> _Task to carry out_
The lines to copy are those in the listing below that contain the word "comma".

> _Material to process_

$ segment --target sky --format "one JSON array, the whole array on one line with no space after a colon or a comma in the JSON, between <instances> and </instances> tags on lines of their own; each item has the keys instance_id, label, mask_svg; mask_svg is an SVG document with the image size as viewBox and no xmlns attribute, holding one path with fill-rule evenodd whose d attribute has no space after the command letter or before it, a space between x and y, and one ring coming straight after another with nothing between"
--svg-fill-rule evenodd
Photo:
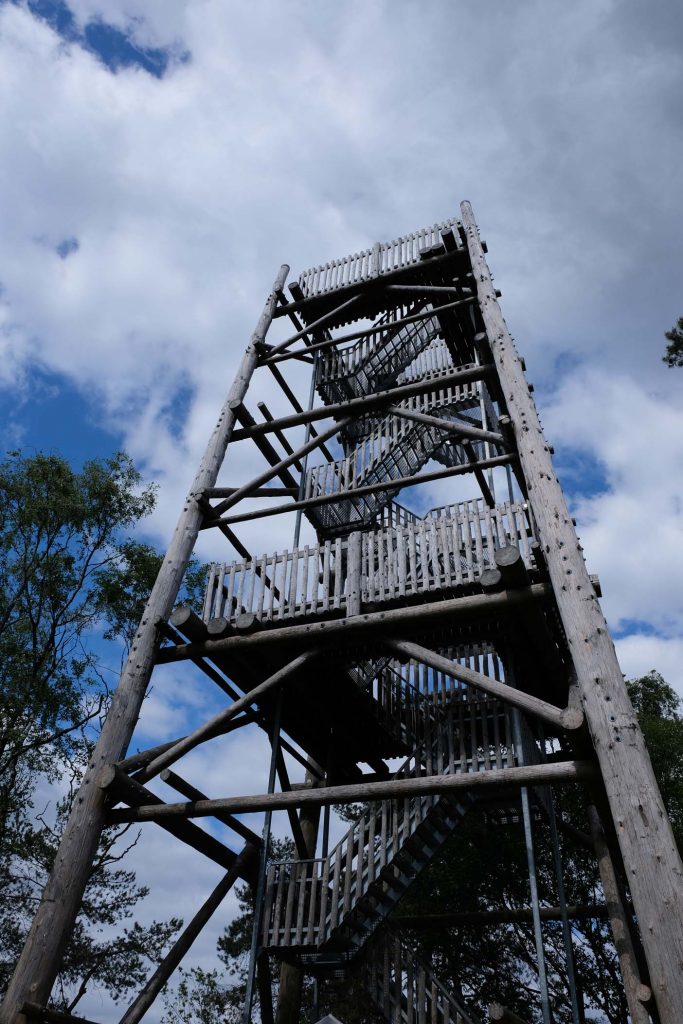
<instances>
[{"instance_id":1,"label":"sky","mask_svg":"<svg viewBox=\"0 0 683 1024\"><path fill-rule=\"evenodd\" d=\"M469 199L622 668L683 695L682 86L673 0L0 2L0 450L125 448L163 547L280 264ZM166 671L145 735L202 686ZM232 792L264 749L234 741ZM227 753L197 756L220 795ZM213 877L135 856L157 912Z\"/></svg>"}]
</instances>

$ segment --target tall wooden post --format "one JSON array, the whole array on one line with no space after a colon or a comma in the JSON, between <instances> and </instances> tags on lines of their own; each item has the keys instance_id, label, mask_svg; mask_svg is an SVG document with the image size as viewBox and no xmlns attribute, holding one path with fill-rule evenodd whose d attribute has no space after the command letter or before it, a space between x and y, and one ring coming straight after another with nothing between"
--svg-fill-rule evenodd
<instances>
[{"instance_id":1,"label":"tall wooden post","mask_svg":"<svg viewBox=\"0 0 683 1024\"><path fill-rule=\"evenodd\" d=\"M235 426L236 411L256 368L258 346L273 319L277 293L284 286L288 271L287 266L280 268L159 569L111 710L74 800L50 879L0 1008L2 1024L14 1024L25 1002L44 1004L59 971L104 826L106 792L97 785L98 776L104 767L120 760L130 742L154 665L157 623L171 614L202 525L200 499L216 483Z\"/></svg>"},{"instance_id":2,"label":"tall wooden post","mask_svg":"<svg viewBox=\"0 0 683 1024\"><path fill-rule=\"evenodd\" d=\"M536 407L498 305L472 207L465 202L461 211L479 307L614 818L657 1006L662 1024L679 1024L683 864Z\"/></svg>"}]
</instances>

> _Answer_
$ segment --target sky --format "one JSON array, the whole array on one line with no space after a colon or a comma in the JSON, between <instances> and </instances> tags on lines of their own; each item has the keys instance_id, label, mask_svg; mask_svg is an SVG document with the image size as viewBox and no xmlns attribute, holding one path with fill-rule evenodd whose d attribute has no space after the command letter or before it, a space between x and y, and one ring coming straight after another with nothing between"
$ segment --target tall wooden post --format "one JSON array, the whole array on one line with no space after a colon or a comma in the JSON, between <instances> and </instances> tags on lines of their own; each item has the keys instance_id, label, mask_svg; mask_svg is an SVG document with the image size as viewBox and no xmlns attribute, holding one path with fill-rule evenodd whose d attribute has no space after the command letter or before it, a space between x and y, and one ring coming straight after another with nothing between"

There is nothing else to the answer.